## DIRECTIONS
A) In the walkability text, what does land-use mix allow?
B) Repeat the walkability text word for word from "Neighborhoods’ physical, environmental, and" to "shaded streets [36].".

-------- PAGE TEXT

Neighborhoods’ physical, environmental, and social characteristics, constructed by human activity, shape their walkability and therefore affect residents’ walking frequency and durations [17,23]. Among these characteristics are ones shaped by urban planning policies, such as traffic speed and density [19,30], traffic safety [30,31,32], street connectivity [19,31], residential density [19,30,31], and land-use mix, which allows accessibility to varied local businesses (e.g., restaurants, food stores, retail) or other public services [3,30,33]. The perceived attractiveness of neighborhoods and pedestrian-friendly design are also positively associated with high walking frequency. These include, among other things, well-provisioned sidewalks [32,34], well-maintained lighting [32], greenery [35], cleanliness [34,36], and shaded streets [36].

Much of the research on walkability and wellbeing in both the health and transportation-planning disciplines has relied on more classical transportation approaches that examine the correlation between environmental and contextual characteristics (often of the home neighborhood) to the health and wellbeing of residents or to walking durations, distances and frequencies [17,21,23,34,37,38]. In recent years, researchers show more interest in human-centered approaches that focus on experiential and affective dimensions of walking [1,2,20,39,40,41] and especially on how the experience of walking environments may affect walking behavior [22]. For this purpose, more fine-grained approaches and methods that go beyond census-like surveys and which consider the specific characteristics of individuals and their interaction with the immediate environment (i.e., the environment that they can experience through their senses) are adopted [2,19,22,40].

----------------
-------- STORED DATA

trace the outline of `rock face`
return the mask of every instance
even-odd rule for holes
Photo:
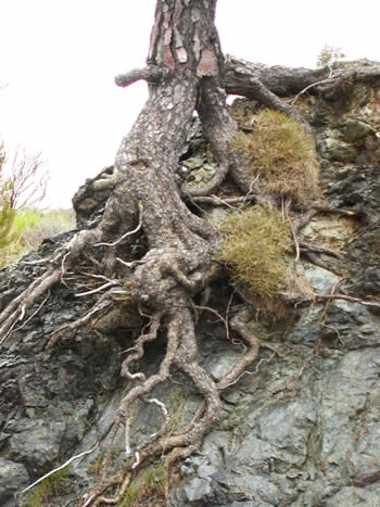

----------------

## PER-TASK OUTPUTS
A) Land-use mix allows accessibility to varied local businesses, such as restaurants, food stores and retail, or to other public services.

B)
Neighborhoods’ physical, environmental, and social characteristics, constructed by human activity, shape their walkability and therefore affect residents’ walking frequency and durations [17,23]. Among these characteristics are ones shaped by urban planning policies, such as traffic speed and density [19,30], traffic safety [30,31,32], street connectivity [19,31], residential density [19,30,31], and land-use mix, which allows accessibility to varied local businesses (e.g., restaurants, food stores, retail) or other public services [3,30,33]. The perceived attractiveness of neighborhoods and pedestrian-friendly design are also positively associated with high walking frequency. These include, among other things, well-provisioned sidewalks [32,34], well-maintained lighting [32], greenery [35], cleanliness [34,36], and shaded streets [36].